The Consumer Neuroscience Company
05. February 2020

NeuroMethod 3: Stationary testing of ads

Ad testing is one of the first uses of neuromarketing. But how is it done, and how can you use neuro data to boost your campaigns?

One of the hallmarks of neuromarketing is the use of eye-tracking and brain scanning to test ad responses. From this, one needs a critical knowledge of how to interpret the results and then use the results to build better ads and marketing strategies. Here, we provide a walkthrough of how a neuromarketing TV ad test actually works, and how the results are to be interpreted and acted upon.

A brief recap of the advantages

It’s been around 20 years since neuromarketing was defined and used, and although many things have changed since that day, many aspects remain the same as the first days of neuromarketing. Crucially, ad testing in stationary environments has been the hallmark method that neuromarketing vendors have offered, and even in academic consumer neuroscience studies stationary test protocols have been the standard approach.

By “stationary testing” we mean testing that occurs in an environment where test participants are sitting still and facing a monitor. All testing is conducted in this environment, and the participant is often even instructed to not move too much, to avoid loss of data from the eye-tracker or other measures.

__Excerpted data__:
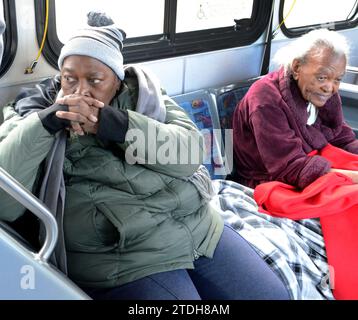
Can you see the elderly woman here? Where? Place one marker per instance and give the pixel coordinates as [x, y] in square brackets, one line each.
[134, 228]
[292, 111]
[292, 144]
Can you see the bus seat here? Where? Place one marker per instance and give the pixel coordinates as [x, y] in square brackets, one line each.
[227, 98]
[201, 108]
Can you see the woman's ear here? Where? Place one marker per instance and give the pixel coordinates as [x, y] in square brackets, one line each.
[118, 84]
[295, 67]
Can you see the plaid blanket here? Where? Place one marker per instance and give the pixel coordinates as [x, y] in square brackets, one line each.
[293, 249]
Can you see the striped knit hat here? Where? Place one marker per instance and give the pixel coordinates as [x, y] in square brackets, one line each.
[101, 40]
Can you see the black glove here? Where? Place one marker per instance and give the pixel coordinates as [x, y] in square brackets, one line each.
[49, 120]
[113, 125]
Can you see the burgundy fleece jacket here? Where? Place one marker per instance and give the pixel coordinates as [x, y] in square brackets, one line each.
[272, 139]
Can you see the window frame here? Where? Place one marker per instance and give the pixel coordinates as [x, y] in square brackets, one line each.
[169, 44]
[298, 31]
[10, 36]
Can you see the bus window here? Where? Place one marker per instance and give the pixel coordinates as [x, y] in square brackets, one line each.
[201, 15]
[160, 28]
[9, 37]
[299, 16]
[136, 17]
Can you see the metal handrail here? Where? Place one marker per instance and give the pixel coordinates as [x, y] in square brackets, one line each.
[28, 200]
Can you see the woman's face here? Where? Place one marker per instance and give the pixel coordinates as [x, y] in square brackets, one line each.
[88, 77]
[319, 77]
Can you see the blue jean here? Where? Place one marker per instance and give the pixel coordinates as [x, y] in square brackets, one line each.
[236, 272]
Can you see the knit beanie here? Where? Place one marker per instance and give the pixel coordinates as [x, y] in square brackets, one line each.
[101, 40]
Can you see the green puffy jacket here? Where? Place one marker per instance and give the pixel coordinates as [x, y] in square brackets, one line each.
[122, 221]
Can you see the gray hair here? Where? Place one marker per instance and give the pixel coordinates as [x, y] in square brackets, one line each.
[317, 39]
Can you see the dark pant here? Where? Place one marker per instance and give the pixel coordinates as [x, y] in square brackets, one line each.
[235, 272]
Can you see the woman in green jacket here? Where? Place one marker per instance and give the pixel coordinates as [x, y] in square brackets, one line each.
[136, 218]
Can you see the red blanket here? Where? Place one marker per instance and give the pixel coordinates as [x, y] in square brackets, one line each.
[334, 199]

---

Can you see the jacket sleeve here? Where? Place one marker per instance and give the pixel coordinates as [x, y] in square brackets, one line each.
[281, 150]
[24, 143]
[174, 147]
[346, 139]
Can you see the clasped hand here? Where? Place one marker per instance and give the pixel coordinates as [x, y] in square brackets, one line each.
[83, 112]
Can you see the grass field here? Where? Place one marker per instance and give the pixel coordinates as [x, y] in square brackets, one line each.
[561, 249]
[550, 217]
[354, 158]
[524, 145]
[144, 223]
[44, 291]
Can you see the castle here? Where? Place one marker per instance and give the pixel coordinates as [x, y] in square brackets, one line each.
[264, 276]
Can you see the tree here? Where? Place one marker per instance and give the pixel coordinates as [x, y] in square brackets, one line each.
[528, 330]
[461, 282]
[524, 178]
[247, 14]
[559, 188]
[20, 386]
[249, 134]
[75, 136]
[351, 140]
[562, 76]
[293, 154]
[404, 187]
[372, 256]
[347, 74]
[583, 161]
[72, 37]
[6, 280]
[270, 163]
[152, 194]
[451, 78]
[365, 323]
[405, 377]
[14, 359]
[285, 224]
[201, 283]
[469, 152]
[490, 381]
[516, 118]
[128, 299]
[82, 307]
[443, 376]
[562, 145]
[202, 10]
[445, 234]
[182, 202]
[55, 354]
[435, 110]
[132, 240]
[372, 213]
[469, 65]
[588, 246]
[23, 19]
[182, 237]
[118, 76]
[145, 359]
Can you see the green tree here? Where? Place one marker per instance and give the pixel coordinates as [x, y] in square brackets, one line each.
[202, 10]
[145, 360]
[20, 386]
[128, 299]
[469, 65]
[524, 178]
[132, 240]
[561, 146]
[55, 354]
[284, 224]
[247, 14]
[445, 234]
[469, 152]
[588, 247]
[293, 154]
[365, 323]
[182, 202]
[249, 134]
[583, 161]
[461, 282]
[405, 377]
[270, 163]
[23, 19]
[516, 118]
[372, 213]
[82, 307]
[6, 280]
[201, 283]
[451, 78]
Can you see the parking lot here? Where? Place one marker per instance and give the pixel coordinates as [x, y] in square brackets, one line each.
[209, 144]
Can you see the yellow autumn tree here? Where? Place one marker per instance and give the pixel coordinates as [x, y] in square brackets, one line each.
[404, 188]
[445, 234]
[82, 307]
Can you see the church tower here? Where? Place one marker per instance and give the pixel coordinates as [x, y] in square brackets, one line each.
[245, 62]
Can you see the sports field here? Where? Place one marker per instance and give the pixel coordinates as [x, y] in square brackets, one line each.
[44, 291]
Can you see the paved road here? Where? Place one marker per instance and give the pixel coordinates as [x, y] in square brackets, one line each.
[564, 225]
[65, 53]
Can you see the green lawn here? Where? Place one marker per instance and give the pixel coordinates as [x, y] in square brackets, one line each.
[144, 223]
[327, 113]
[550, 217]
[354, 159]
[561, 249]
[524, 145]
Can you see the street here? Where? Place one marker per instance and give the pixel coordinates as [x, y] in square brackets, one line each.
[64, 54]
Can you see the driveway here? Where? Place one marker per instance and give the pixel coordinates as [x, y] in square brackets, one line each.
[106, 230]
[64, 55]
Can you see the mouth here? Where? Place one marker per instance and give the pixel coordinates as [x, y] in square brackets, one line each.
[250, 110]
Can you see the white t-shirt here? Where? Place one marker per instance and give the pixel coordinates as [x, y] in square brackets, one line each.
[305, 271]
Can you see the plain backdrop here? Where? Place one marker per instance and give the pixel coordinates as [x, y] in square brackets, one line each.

* * *

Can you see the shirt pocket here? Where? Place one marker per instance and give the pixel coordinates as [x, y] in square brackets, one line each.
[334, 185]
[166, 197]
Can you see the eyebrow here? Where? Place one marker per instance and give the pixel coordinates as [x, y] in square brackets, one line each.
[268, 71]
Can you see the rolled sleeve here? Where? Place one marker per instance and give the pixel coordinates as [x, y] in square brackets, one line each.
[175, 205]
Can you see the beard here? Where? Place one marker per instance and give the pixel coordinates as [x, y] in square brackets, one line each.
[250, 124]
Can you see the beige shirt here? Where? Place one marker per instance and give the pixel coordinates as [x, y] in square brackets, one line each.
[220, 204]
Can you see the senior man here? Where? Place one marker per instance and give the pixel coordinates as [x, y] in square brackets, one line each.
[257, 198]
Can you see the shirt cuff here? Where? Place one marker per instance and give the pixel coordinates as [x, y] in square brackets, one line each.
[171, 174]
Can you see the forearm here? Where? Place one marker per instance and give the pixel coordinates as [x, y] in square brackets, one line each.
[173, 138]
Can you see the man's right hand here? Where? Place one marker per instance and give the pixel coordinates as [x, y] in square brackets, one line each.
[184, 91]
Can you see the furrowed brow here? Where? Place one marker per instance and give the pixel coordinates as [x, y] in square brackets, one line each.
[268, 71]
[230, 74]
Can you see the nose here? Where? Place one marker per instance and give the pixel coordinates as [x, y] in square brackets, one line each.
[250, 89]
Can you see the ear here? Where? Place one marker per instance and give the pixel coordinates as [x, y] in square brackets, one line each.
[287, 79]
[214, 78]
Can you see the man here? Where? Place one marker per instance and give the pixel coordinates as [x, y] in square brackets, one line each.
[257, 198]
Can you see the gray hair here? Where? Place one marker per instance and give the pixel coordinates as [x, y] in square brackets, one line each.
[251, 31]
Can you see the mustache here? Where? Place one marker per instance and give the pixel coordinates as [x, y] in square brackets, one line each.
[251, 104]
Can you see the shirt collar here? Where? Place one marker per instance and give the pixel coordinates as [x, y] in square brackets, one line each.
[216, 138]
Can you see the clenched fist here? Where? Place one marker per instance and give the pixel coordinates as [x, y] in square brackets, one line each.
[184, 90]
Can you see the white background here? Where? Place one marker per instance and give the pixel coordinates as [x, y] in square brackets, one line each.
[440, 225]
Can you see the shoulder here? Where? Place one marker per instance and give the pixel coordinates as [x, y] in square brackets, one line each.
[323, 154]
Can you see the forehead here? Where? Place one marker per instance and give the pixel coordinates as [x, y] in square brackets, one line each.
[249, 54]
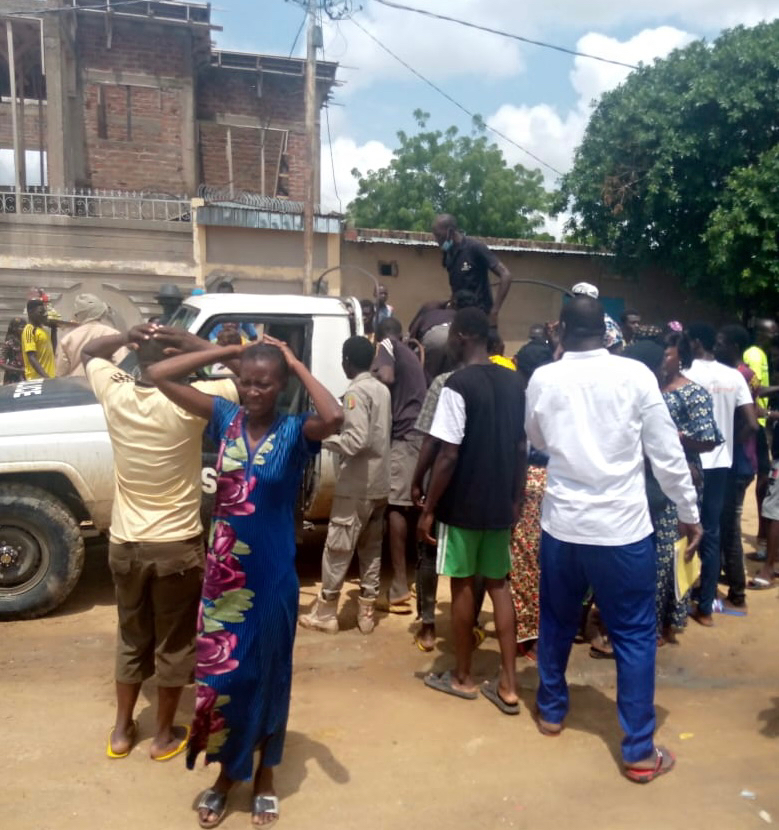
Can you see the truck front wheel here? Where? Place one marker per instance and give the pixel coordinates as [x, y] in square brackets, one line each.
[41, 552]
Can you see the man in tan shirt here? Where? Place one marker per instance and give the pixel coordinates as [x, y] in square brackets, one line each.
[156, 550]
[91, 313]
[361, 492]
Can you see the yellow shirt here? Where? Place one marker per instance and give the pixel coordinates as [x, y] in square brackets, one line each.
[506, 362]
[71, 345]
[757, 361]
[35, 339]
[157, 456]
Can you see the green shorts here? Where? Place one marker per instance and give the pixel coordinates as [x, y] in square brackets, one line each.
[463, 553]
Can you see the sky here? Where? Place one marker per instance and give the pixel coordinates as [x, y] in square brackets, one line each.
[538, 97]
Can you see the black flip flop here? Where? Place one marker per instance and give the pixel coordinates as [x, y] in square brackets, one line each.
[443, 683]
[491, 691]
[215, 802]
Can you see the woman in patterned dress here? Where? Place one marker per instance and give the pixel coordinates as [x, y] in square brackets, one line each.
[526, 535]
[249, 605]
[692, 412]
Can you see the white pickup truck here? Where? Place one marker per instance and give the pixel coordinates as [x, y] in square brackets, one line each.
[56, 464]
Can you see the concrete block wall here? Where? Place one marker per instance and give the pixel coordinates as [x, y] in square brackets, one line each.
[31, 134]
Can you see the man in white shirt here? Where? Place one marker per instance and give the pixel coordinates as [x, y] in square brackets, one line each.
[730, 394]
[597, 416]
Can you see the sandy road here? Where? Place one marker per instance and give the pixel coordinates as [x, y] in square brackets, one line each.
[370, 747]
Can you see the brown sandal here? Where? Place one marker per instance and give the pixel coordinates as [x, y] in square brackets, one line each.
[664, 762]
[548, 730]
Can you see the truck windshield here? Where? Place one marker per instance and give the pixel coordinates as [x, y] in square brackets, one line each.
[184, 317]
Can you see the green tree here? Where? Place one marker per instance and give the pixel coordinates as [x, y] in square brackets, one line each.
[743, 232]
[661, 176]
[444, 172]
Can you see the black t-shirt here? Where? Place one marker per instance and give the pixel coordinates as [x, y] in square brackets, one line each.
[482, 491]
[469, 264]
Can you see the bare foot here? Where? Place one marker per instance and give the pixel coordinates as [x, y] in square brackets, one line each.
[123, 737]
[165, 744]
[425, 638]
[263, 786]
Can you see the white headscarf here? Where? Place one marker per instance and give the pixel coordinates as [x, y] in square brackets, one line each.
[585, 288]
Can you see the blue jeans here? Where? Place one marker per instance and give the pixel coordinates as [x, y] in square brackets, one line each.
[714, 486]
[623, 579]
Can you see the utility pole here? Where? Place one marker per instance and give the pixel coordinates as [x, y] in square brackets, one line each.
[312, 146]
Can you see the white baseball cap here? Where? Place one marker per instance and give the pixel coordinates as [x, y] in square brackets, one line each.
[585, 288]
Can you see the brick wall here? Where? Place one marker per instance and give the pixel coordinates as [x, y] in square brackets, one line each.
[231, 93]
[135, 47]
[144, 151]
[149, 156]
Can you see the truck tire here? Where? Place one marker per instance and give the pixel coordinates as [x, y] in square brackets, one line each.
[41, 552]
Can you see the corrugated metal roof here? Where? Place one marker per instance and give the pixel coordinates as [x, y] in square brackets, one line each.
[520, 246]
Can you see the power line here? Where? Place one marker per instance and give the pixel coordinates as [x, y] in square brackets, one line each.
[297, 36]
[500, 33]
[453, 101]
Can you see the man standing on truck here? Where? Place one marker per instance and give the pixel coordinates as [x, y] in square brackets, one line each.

__Exercise requirements__:
1. Copy the passage of the stationary ad testing article word for word, starting with "A brief recap" and going on through "the standard approach.".
2. In the records, write out again every line from the line with "Can you see the bare" through the line with "Can you see the man standing", keeping the requests. Multiply each pixel coordinate given in the answers by 0.65 and round to whole numbers, with halves rounded up.

__Responses__:
1.
A brief recap of the advantages

It’s been around 20 years since neuromarketing was defined and used, and although many things have changed since that day, many aspects remain the same as the first days of neuromarketing. Crucially, ad testing in stationary environments has been the hallmark method that neuromarketing vendors have offered, and even in academic consumer neuroscience studies stationary test protocols have been the standard approach.

2.
Can you see the bare foot here? Where? Place one marker per instance and give the pixel coordinates as [x, y] in square brackets, one line each.
[80, 479]
[107, 484]
[276, 415]
[171, 511]
Can you see the white headscarf here? Where? Place one marker per instance and give the pixel coordinates as [x, y] in square brackets, one line each.
[380, 187]
Can you see the blue jeans here? Where? Place one marker per instance and give the pixel coordinates as [x, y] in square brackets, one line each.
[464, 316]
[405, 376]
Can you see the utility pole here? Where? Place one marker per instance and give the pixel coordinates as [x, y] in square brackets, one line each.
[203, 95]
Can you see the white baseball cap here? Where? Place one marker per instance and give the pixel coordinates as [x, y] in square brackets, one line each.
[380, 187]
Can you see the brick wall here? Where? Place one marker per instance and give the pixel coordinates as [x, y] in square brackets, one line each.
[150, 60]
[88, 31]
[94, 98]
[97, 101]
Can you see the truck tire here? Where? Place one marker per instance and give the pixel coordinates as [x, y] in square brackets, one line each.
[27, 359]
Can you see the corrugated metal roof here? Where? Place one marker per instance and give the pixel coordinates as [x, y] in square brackets, one line each.
[338, 160]
Can you see the power line here? Where? Place one marker per instance and give the pixel coordinates as [x, y] in square brackets, one line each.
[193, 23]
[325, 21]
[294, 66]
Can you see the man standing on truck here? Where? Place one marker per instance and give the pixel coordinates as [x, y] in square brackets, one line each.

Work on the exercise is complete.